## Trecho selecionado:
· · ·
Em 1964, houve o golpe e tudo o que o Código organizou foi executado pelos militares. Que, diga-se de passagem, efetivamente modernizaram as comunicações deste país. Houve uma revolução nas comunicações brasileiras no período que vai de 1965, com a criação da Embratel, até 1985. Depois surgiram novas questões. Não apenas porque começou o período democrático, mas porque nos anos 1960 o celular não existia, a TV por assinatura não existia, a internet não existia, a TV digital não existia. O satélite estava nascendo naquele momento.
O que mudou com a Constituição de 1988?
M.D. – A Constituição estabeleceu, no artigo 221, uma novidade fundamental em relação ao Código. Estabeleceu princípios de uma política de conteúdos. A finalidade cultural e educativa da radiodifusão. Definiu a radiodifusão como um serviço público, que pode ser concedido a agentes privados, mas tem obrigações públicas a cumprir: cultura, educação, informação de alto nível e regionalização da programação, para valorizar outros setores culturais do país. Mas uma coisa é estabelecer isso em uma Constituição, outra é colocar em prática. Precisa haver uma lei para dizer como esses aspectos vão ser executados. E essa lei nunca existiu. O Brasil não tem uma lei de comunicação. Temos a Lei do Cabo e a Lei Geral das Telecomunicações, que tratam do serviço de transporte de comunicação. Mas isso também mudou. Aparentemente, a Claro ou a TIM são operadoras de telecomunicação. Operar telecomunicação é transportar voz, dados. Mas hoje dá para ver TV no celular, entrar na internet pelo celular, baixar música. Isso não é mais telecomunicação. Hoje, essas operadoras também são provedoras de conteúdo.
· · ·
## Tarefas propostas:
- 1) Traduza para o inglês esta frase do trecho selecionado: "Houve uma revolução nas comunicações brasileiras no período que vai de 1965, com a criação da Embratel, até 1985."
- 2) Por favor, transforme em lista o parágrafo do trecho selecionado que começa com "M.D. – A Constituição estabeleceu", mantendo os fatos principais.
- 3) Segundo o trecho selecionado, em que artigo a Constituição estabeleceu princípios de uma política de conteúdos?

## Linhas:
· · ·
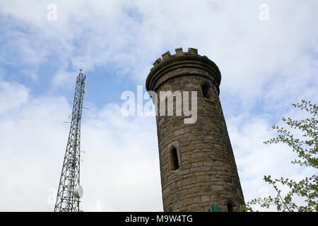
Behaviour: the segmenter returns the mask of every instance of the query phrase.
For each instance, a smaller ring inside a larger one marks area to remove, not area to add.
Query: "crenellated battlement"
[[[161,55],[162,58],[160,57],[155,60],[155,61],[153,63],[153,66],[156,66],[161,62],[166,61],[171,58],[175,58],[177,56],[189,56],[189,55],[199,55],[198,54],[198,49],[194,48],[188,48],[188,52],[183,52],[182,48],[177,48],[175,49],[175,54],[171,54],[169,51],[167,51],[163,54]]]
[[[177,70],[178,72],[168,73],[160,79],[161,76],[166,73],[166,70]],[[221,76],[218,67],[206,56],[199,55],[198,49],[191,47],[188,48],[187,52],[183,52],[182,48],[177,48],[175,54],[167,51],[157,59],[147,77],[146,88],[147,90],[155,90],[165,79],[182,76],[184,73],[196,73],[209,78],[219,93]]]

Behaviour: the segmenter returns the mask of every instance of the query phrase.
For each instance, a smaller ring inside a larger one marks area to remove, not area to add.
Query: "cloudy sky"
[[[291,165],[288,148],[263,141],[283,116],[302,117],[291,104],[317,102],[317,8],[315,0],[0,0],[0,210],[53,210],[83,68],[81,209],[162,211],[155,119],[124,117],[120,96],[144,88],[153,61],[177,47],[220,68],[246,201],[274,194],[265,174],[312,173]]]

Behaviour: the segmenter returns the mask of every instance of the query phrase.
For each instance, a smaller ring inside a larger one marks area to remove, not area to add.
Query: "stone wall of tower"
[[[160,91],[197,91],[195,123],[184,124],[183,114],[175,116],[175,105],[174,116],[156,117],[164,210],[206,211],[214,204],[220,211],[237,210],[244,198],[218,97],[218,68],[193,48],[162,56],[147,78],[147,90],[158,97]]]

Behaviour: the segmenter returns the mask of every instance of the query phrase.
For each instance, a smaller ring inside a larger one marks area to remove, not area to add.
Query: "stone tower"
[[[207,211],[217,204],[220,211],[237,211],[245,202],[218,97],[220,71],[194,48],[162,56],[148,76],[148,93],[157,94],[160,105],[167,100],[160,100],[160,91],[197,95],[195,123],[176,115],[176,107],[182,107],[177,100],[173,116],[156,116],[164,210]]]

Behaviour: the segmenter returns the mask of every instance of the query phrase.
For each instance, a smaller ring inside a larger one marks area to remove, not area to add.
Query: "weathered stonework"
[[[220,211],[238,210],[244,198],[218,97],[220,71],[196,49],[175,53],[155,61],[146,85],[158,97],[160,91],[197,91],[196,123],[184,124],[187,117],[175,114],[156,117],[164,210],[206,211],[214,204]]]

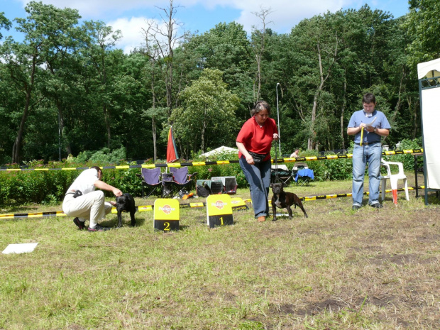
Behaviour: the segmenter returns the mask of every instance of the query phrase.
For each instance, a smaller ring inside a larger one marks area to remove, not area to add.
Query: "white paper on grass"
[[[25,253],[35,250],[38,243],[23,243],[21,244],[9,244],[2,253]]]

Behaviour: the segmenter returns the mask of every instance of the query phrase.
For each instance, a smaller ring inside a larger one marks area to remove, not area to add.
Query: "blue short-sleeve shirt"
[[[365,114],[363,110],[356,111],[351,115],[348,127],[359,127],[361,123],[370,123],[375,118],[374,123],[371,125],[373,127],[376,128],[391,129],[391,126],[390,126],[388,119],[387,119],[383,112],[378,111],[375,109],[374,111],[371,114],[371,116],[367,116],[368,115],[368,114]],[[361,132],[357,133],[354,136],[355,143],[361,143]],[[372,143],[373,142],[380,142],[381,138],[382,137],[379,134],[376,134],[374,132],[368,132],[365,130],[363,131],[363,143]]]

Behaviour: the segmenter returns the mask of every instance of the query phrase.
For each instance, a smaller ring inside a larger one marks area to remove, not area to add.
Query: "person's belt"
[[[362,143],[362,145],[368,145],[369,144],[375,144],[375,143],[379,143],[380,141],[376,141],[376,142],[363,142]],[[358,145],[361,145],[361,143],[357,143],[355,142],[354,144],[357,144]]]

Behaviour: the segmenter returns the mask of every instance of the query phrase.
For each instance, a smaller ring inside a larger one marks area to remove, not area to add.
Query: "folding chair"
[[[310,170],[305,163],[295,163],[292,171],[295,173],[296,185],[308,186],[310,181],[314,179],[313,170]]]
[[[152,169],[141,169],[141,175],[143,179],[142,181],[142,197],[145,197],[144,187],[147,189],[148,194],[145,198],[148,198],[152,194],[157,196],[162,195],[162,185],[160,182],[160,167]]]
[[[195,186],[194,178],[197,172],[188,174],[188,167],[170,167],[170,172],[172,174],[173,194],[177,194],[183,188],[187,187],[190,190],[192,186]]]
[[[380,183],[382,184],[382,200],[385,200],[385,187],[387,185],[387,180],[390,179],[391,182],[391,189],[392,190],[392,202],[394,204],[397,204],[397,180],[402,180],[404,184],[404,189],[405,193],[405,197],[407,200],[409,200],[409,195],[408,194],[408,182],[407,182],[407,176],[403,172],[403,164],[398,162],[387,162],[382,158],[382,165],[387,167],[387,175],[380,175]],[[399,172],[397,174],[391,174],[391,168],[390,165],[397,165],[399,168]]]

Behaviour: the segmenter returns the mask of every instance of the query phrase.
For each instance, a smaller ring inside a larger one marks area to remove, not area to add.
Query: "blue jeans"
[[[368,204],[373,205],[379,202],[381,158],[382,145],[380,142],[368,145],[359,145],[355,143],[353,149],[353,205],[362,206],[363,178],[367,163],[368,163],[370,189]]]
[[[251,198],[255,216],[269,215],[269,186],[270,185],[270,160],[249,165],[244,157],[240,158],[240,167],[249,182]]]

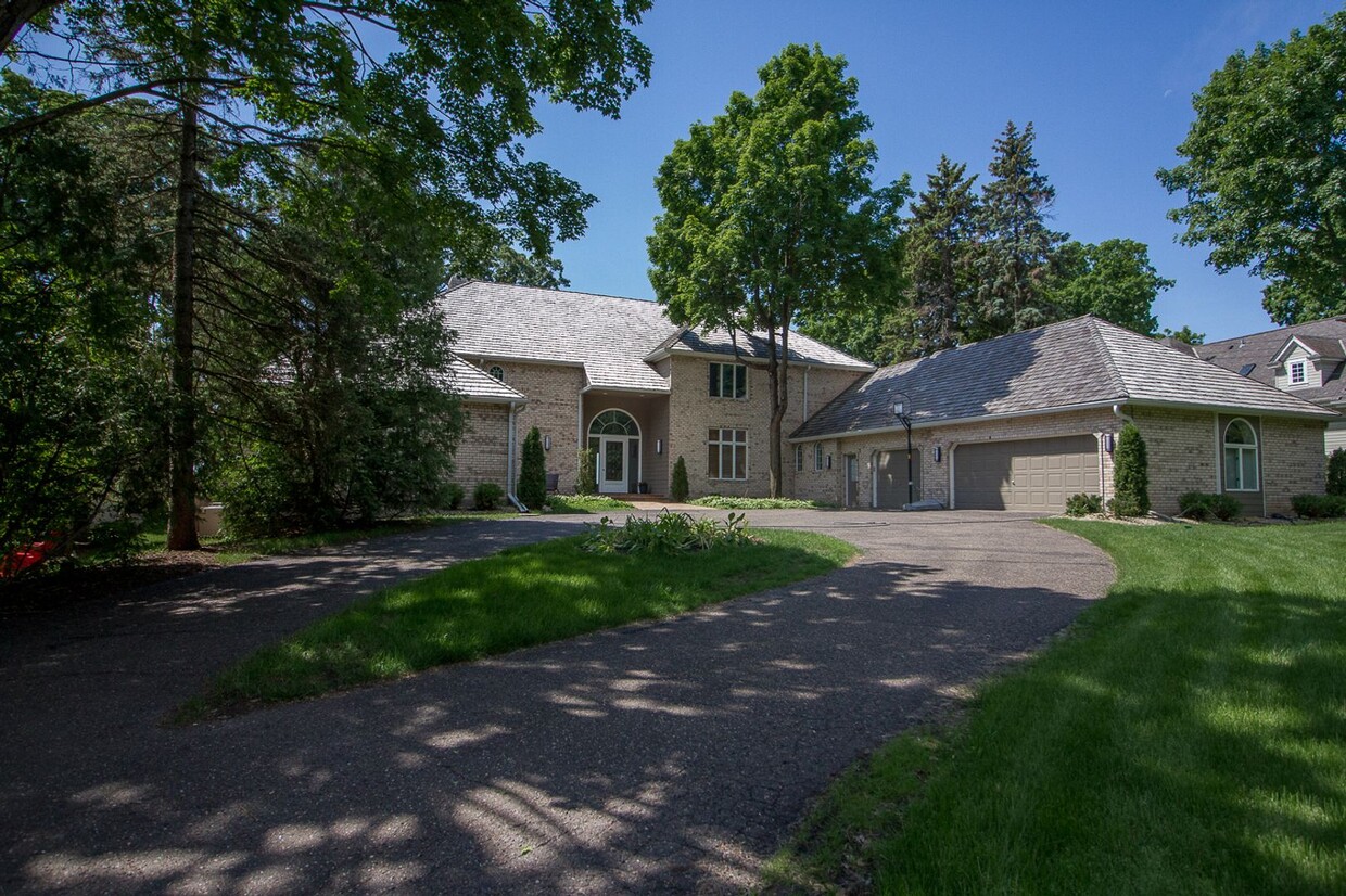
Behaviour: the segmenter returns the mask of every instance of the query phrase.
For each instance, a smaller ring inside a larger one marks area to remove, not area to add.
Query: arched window
[[[1257,433],[1242,417],[1225,426],[1225,491],[1257,491]]]
[[[604,410],[590,424],[591,436],[639,436],[641,428],[625,410]]]

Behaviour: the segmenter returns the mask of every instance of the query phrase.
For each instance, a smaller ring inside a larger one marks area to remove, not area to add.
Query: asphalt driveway
[[[573,519],[273,558],[0,632],[3,892],[720,892],[832,775],[1112,581],[1004,513],[770,511],[855,565],[661,623],[166,729],[219,669]]]

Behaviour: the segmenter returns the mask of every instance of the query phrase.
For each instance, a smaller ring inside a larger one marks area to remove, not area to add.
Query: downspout
[[[518,498],[514,496],[514,409],[518,408],[517,401],[509,402],[509,426],[506,428],[505,436],[505,496],[521,514],[528,513],[528,507],[524,506]]]

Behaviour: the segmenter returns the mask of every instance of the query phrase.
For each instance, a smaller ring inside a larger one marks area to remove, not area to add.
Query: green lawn
[[[755,542],[693,554],[579,550],[561,538],[456,564],[388,588],[265,647],[176,714],[197,721],[398,678],[444,663],[571,638],[830,572],[855,556],[844,541],[755,531]]]
[[[853,768],[769,883],[1346,892],[1346,523],[1051,525],[1113,557],[1108,599]]]

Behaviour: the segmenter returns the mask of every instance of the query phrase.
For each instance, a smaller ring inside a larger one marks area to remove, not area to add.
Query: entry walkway
[[[577,519],[273,558],[4,634],[3,892],[629,892],[750,884],[809,798],[1112,580],[1012,514],[767,511],[864,557],[661,623],[186,729],[248,650]]]

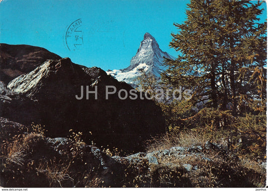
· · ·
## Respostas às tarefas:
- 1) There was a revolution in Brazilian communications in the period running from 1965, with the creation of Embratel, to 1985.

- 2)
- No artigo 221, a Constituição trouxe uma novidade fundamental em relação ao Código: princípios de uma política de conteúdos.
- Definiu a finalidade cultural e educativa da radiodifusão.
- Tratou a radiodifusão como serviço público, que pode ser concedido a agentes privados, mas com obrigações públicas: cultura, educação, informação de alto nível e regionalização da programação.
- Para colocar esses princípios em prática, seria necessária uma lei, que nunca existiu; o Brasil não tem uma lei de comunicação.
- Existem a Lei do Cabo e a Lei Geral das Telecomunicações, que tratam do serviço de transporte de comunicação.
- Operadoras como a Claro e a TIM, que aparentemente são de telecomunicação, hoje também são provedoras de conteúdo, porque pelo celular dá para ver TV, entrar na internet e baixar música.

- 3) No artigo 221.